* **Required actions**
1. Name every organization that the article on women in the top 1 percent says publicly shares the goal of expanding female entrepreneurs' access to financial capital.
2. Continue the article on women's incomes in the top 1 percent from its last sentence.
----- Text under study -----
Some new research recently came out of UNC, Duke and UBC, and it's shocking: Women's income qualifies for 1 percent status in only one of 20 elite American households.
Take a second to think about that.
The research, published in February in the American Sociological Review, used Federal Reserve data between 1995 and 2016 to analyze patterns in the 1 percent. That term refers, of course, to the elite earners in the American economy--which the researchers defined as people in positions earning at least $845,000 per year. gender income
Although self-employment and increase the likelihood that women will personally earn sufficient income for one percent status, the study says, marrying a man with good income prospects is a woman's main route to the 1 percent. In contrast, the research demonstrated that men's chances at reaching 1 percent status are associated with career and educational achievements. higher education
If, like me, you find this data all too common and all too frustrating, rest assured that you can take action. The authors make some powerful suggestions at the end of the piece:
- Create more access to money. Since the research showed a strong connection between entrepreneurship and high incomes, the authors suggest that expanding female entrepreneurs' access to financial capital to start their companies would help narrow the pay gap in the 1 percent. This is an objective shared publicly by groups including the World Bank, the Urban Institute, and the United Nations Capital Development Fund.
----- Material provided -----
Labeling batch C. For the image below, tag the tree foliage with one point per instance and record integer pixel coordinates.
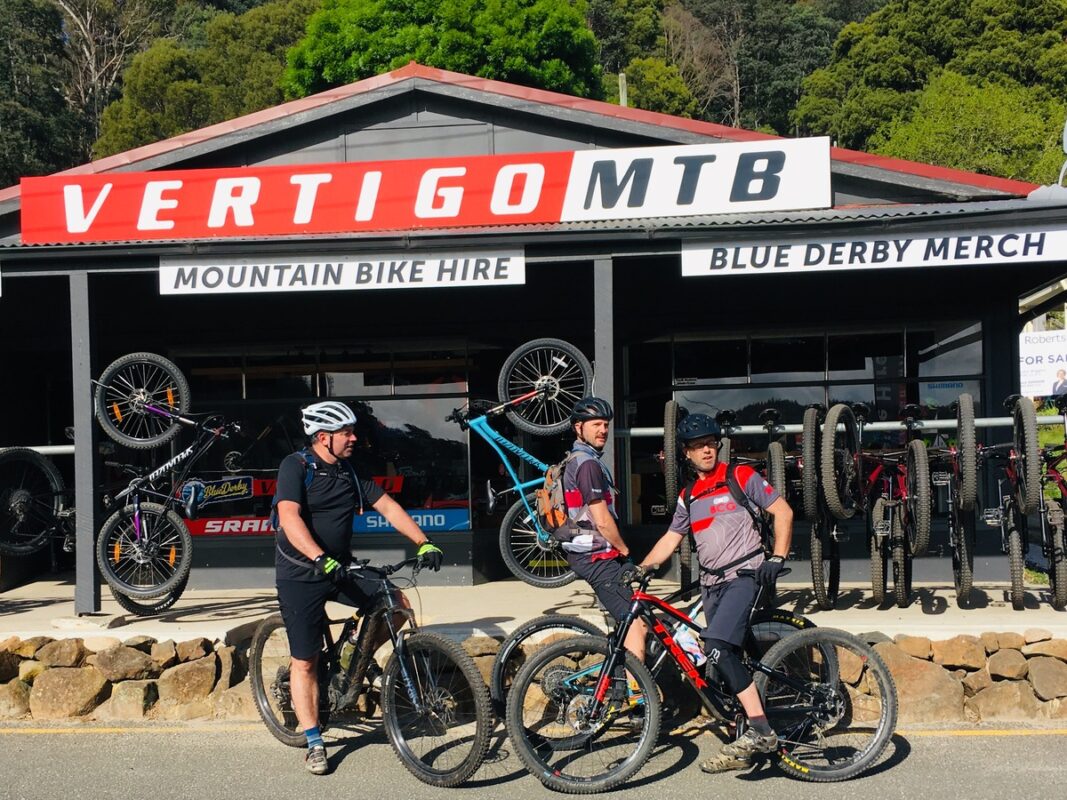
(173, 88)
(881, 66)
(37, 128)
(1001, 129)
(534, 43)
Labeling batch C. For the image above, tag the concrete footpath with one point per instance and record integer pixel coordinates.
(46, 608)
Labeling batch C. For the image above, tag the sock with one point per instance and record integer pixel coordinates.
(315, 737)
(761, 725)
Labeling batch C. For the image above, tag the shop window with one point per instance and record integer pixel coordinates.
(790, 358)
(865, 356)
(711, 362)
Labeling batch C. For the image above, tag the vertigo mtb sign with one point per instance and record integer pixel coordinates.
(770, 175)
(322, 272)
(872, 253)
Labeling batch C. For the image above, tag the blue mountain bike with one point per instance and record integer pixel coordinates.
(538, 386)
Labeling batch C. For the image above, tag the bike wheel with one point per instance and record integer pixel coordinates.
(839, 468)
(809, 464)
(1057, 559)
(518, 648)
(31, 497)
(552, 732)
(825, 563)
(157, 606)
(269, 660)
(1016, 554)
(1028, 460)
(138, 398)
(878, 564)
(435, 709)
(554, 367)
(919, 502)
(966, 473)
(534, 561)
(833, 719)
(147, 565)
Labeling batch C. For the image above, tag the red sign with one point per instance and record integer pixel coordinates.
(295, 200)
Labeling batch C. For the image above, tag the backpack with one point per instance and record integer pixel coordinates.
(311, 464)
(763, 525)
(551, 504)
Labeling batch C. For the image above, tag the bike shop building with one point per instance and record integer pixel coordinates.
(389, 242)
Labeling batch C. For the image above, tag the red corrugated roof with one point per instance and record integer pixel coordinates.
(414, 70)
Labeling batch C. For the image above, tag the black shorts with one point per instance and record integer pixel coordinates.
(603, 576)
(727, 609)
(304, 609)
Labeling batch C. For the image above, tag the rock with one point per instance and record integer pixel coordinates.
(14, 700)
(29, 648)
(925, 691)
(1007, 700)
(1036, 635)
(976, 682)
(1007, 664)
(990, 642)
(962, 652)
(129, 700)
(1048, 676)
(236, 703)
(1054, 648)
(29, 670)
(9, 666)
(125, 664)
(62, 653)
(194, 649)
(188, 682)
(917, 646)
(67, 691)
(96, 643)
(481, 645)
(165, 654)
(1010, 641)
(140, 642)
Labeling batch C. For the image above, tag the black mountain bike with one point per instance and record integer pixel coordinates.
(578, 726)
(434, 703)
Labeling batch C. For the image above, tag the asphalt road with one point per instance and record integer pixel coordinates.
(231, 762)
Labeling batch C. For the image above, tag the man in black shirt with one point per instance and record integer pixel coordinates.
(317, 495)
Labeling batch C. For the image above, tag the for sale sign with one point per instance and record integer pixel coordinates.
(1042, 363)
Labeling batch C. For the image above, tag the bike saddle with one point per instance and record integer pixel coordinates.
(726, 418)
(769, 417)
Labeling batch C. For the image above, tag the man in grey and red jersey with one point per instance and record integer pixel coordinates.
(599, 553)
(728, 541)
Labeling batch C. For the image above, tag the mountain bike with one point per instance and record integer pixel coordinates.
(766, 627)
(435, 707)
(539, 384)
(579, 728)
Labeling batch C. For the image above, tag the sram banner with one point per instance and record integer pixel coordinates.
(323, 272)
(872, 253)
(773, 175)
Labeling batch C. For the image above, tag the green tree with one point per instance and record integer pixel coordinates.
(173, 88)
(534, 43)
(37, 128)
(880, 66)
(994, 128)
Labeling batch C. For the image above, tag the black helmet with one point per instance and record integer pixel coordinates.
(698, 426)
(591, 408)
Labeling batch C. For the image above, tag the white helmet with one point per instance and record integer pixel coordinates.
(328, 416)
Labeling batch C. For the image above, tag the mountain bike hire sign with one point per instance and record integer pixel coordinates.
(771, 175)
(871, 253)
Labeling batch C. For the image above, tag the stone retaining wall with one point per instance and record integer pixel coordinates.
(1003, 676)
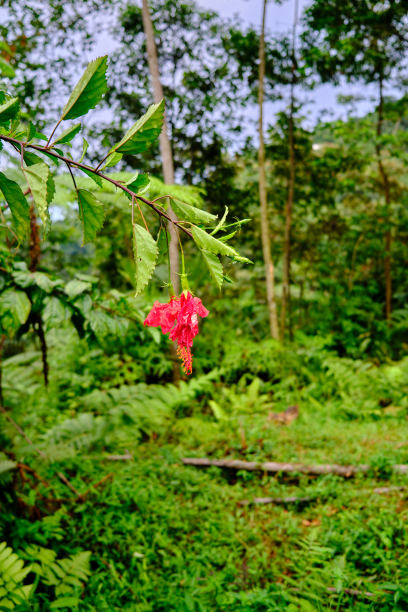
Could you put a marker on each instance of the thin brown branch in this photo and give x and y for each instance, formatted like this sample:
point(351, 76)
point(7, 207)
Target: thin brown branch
-----
* **Responses for each task**
1. The World Bank, the Urban Institute, and the United Nations Capital Development Fund.

2.
- Provide more support for family. The authors also suggest jumpstarting gender progress by passing federal legislation such as state-sponsored childcare, paid maternity and paternity leave, and gender quotas that might positively increase women's representation in leadership roles. This, in turn, would also likely raise their ability to self-propel into the 1 percent.
Now, state-sponsored childcare isn't something achievable by the private sector--but paid maternity/paternity leave is. And while some would see this as adding cost to their business model, I'd suggest that the gains far outshine any financial burden. In fact, leading the way could be a competitive advantage for you, allowing you to attract and retain all the best female employees.
After reading through the study, I spent some time researching additional ways that you can help address gender inequality as an entrepreneur or small business owner. Here are seven strategies you can implement right now:
- Make gender equality part of training. New staff should be supported in choosing jobs that are future-oriented and promising, regardless of their gender.
- Rethink job interviews. Interviewers should provide a fair, explicit and non gender biased interview process. Spend time reviewing not only the questions to be asked, but how those questions might be biased. Similarly, rethink the sources of candidates your have been hiring from. Consider opening up the channel over which you find future hires. Tap into into underrepresented groups whenever possible.
- Be proactive about welcoming women. Organizations should explicitly state that they want to hire, support and promote women. Salaries and promotions should be monitored and evaluated on a regular basis to ensure equal treatment.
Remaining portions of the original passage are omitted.